_THE REQUEST_
Starting at the line that contains "the form (110,3)." and continuing through the end of the records, write those lines out again with "Target" replaced by "Query" and everything else left as is.

Records excerpted from a collection:
******
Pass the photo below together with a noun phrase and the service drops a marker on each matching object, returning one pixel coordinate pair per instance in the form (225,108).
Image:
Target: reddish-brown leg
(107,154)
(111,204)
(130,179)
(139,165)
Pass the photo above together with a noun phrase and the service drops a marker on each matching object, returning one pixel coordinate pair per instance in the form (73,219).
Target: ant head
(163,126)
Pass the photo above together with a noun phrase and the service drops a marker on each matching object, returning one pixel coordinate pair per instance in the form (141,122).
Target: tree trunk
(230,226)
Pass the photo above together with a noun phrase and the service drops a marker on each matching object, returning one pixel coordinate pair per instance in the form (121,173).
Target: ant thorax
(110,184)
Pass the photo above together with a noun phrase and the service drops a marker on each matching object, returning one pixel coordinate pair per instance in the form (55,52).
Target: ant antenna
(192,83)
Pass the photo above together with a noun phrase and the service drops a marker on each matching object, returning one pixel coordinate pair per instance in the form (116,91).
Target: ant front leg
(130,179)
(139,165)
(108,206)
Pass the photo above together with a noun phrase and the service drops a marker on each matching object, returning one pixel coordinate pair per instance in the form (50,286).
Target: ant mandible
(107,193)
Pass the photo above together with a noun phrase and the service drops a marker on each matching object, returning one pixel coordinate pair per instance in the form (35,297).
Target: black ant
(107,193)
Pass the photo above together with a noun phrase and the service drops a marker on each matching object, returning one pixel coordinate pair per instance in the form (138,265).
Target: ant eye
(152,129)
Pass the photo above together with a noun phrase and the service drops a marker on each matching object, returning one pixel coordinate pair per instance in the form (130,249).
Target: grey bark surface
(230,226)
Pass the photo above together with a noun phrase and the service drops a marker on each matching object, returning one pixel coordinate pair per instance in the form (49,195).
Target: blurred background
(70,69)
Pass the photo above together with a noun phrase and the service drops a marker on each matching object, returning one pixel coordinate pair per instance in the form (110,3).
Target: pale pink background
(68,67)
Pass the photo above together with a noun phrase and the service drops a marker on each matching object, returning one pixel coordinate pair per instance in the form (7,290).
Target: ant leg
******
_EXPECTED ANSWER_
Pass the photo above together with a noun phrase and the service drops a marker on each matching object, returning one pixel coordinate pair per instance in the form (110,3).
Query: pale pink background
(68,67)
Pass the photo above together with a noun phrase and the service drops a marker on each matching object, returning one pixel coordinate pair per instance in the form (7,290).
Query: ant leg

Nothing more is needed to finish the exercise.